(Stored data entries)
◇ ◇ ◇ ◇

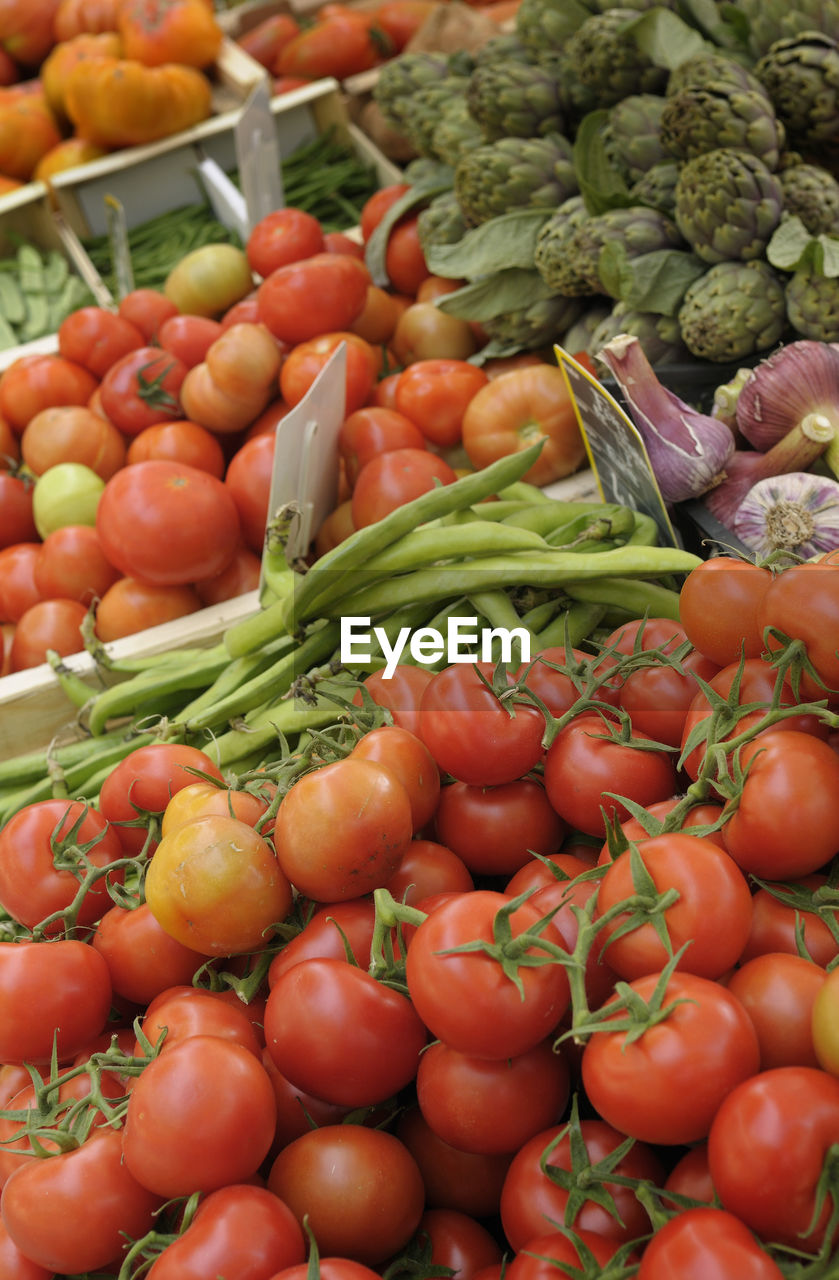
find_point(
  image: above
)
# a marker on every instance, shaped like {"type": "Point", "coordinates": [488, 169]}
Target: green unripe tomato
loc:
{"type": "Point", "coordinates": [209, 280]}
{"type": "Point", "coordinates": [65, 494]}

◇ ◇ ◇ ◇

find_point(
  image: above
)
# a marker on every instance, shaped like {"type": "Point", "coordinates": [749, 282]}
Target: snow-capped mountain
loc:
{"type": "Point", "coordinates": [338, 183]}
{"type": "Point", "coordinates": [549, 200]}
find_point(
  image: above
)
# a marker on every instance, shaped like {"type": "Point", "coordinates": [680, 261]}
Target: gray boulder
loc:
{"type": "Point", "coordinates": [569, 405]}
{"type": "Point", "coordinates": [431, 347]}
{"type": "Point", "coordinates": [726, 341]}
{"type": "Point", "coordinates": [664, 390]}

◇ ◇ ◇ ◇

Goal of the exercise
A line counts if it holds the word "Target". How many lines of the entries count? Give the number only.

Output
3